WHAT IS BEING ASKED »
Reproduce the records below word for word, keeping every line.

PROVIDED DATA »
══════
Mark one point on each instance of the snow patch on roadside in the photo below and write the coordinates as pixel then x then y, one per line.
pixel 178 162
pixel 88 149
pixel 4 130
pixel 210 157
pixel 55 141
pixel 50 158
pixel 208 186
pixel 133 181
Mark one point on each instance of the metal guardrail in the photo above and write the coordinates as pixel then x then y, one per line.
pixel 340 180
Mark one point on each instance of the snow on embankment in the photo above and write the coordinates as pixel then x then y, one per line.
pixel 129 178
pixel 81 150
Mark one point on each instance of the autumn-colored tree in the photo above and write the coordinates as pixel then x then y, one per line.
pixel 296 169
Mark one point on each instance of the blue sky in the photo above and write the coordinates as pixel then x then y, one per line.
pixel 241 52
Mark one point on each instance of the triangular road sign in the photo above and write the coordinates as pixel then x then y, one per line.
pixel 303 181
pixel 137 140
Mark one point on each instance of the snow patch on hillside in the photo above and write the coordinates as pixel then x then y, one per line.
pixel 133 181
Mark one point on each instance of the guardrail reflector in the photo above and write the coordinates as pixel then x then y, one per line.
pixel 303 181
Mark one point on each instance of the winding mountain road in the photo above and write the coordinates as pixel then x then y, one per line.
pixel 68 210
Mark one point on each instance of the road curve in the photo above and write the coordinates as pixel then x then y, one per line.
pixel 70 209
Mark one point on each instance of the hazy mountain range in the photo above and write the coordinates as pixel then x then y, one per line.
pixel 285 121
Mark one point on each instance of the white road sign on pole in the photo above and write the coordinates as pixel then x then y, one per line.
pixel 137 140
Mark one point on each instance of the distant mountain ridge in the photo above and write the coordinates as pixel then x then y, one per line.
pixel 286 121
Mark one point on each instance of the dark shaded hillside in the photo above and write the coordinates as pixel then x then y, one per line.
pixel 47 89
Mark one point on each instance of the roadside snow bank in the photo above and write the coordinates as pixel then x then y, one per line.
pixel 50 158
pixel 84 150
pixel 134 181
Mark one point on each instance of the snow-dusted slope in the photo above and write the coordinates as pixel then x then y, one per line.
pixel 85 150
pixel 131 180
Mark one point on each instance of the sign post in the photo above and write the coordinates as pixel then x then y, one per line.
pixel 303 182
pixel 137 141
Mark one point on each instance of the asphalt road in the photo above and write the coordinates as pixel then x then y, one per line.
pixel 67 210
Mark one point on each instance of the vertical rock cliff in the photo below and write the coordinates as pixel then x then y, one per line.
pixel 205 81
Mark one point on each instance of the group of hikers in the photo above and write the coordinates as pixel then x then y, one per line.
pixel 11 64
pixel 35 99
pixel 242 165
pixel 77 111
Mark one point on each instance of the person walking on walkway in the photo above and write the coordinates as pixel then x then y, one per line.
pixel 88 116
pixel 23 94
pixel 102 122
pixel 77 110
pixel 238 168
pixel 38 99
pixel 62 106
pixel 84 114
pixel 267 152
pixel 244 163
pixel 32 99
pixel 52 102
══════
WRITTEN SOLUTION »
Mark one point on each instance of the snow patch on roadside in the photo below and write the coordinates as pixel then x then y, one per line.
pixel 178 162
pixel 88 149
pixel 4 130
pixel 210 157
pixel 55 141
pixel 50 158
pixel 208 186
pixel 133 181
Mark one point on each instance of the metal guardrail in the photo above and write the coordinates as pixel then x then y, one per line.
pixel 340 180
Mark one point on each instance of the snow on embankment in the photo above and write the coordinates as pixel then x then y, one per line.
pixel 129 178
pixel 81 150
Mark one point on each instance of the autumn-colored tree in the photo above and write the coordinates as pixel then x then y, one per line.
pixel 296 169
Mark one point on each instance of the blue sky in the photo above and write the coordinates as pixel then x then y, one per line.
pixel 241 52
Mark one point on each instance of the triangular road sign in the photo above and write the coordinates as pixel then x then y, one per line.
pixel 303 181
pixel 137 140
Mark one point on each instance of the snow patch on hillside in the photo above and write the coordinates as pixel then x then y, one per line.
pixel 133 181
Mark one point on each instance of the guardrail reflector in the photo above and write the coordinates as pixel then x then y, one per line.
pixel 303 181
Mark one point on each instance of the winding mountain road in the photo above and write the coordinates as pixel then x then y, one per line.
pixel 68 210
Mark one point on each instance of the road curve in the photo above and write the coordinates as pixel then x then y, one per line.
pixel 70 209
Mark one point on each instance of the hazy mountain range in the photo above and write the coordinates as pixel then x then y, one per line.
pixel 285 121
Mark one point on each instance of the white road sign on pole in the photo above and write the coordinates as pixel then x then y, one per line.
pixel 137 140
Mark one point on each instance of the distant mountain ridge in the photo above and write the coordinates as pixel then x then y, one per line.
pixel 286 121
Mark one point on each instance of the dark shaded hillside in the photo above and write the coordinates as pixel then x then y, one per line.
pixel 47 89
Mark one point on each instance of the roadside snow bank in the photo above and write the coordinates as pixel then x then y, one per line.
pixel 50 158
pixel 84 150
pixel 134 181
Mark one point on each instance of the snow-dusted slope in the photo above and write the coordinates as pixel then x then y, one per line.
pixel 85 150
pixel 131 180
Mark one point on each instance of the sign post in the photo above and write the coordinates as pixel then x then y, one per line.
pixel 303 182
pixel 137 141
Mark one point on each instance of the asphalt road in the photo above and write the coordinates as pixel then x then y, one per line.
pixel 67 210
Mark one point on each instance of the vertical rock cliff in the photo below and write the coordinates as pixel then x then y, one per line.
pixel 205 81
Mark one point on each instance of the group of hikers in the photo above and write the coordinates as pixel then x then y, one per line.
pixel 11 64
pixel 35 99
pixel 242 165
pixel 77 111
Mark one point on each instance of the person walking on walkway in the photo above and write the coordinates as pixel then x then y, one per line.
pixel 88 116
pixel 23 94
pixel 102 122
pixel 77 110
pixel 238 168
pixel 38 99
pixel 62 106
pixel 84 114
pixel 267 152
pixel 244 163
pixel 32 99
pixel 52 102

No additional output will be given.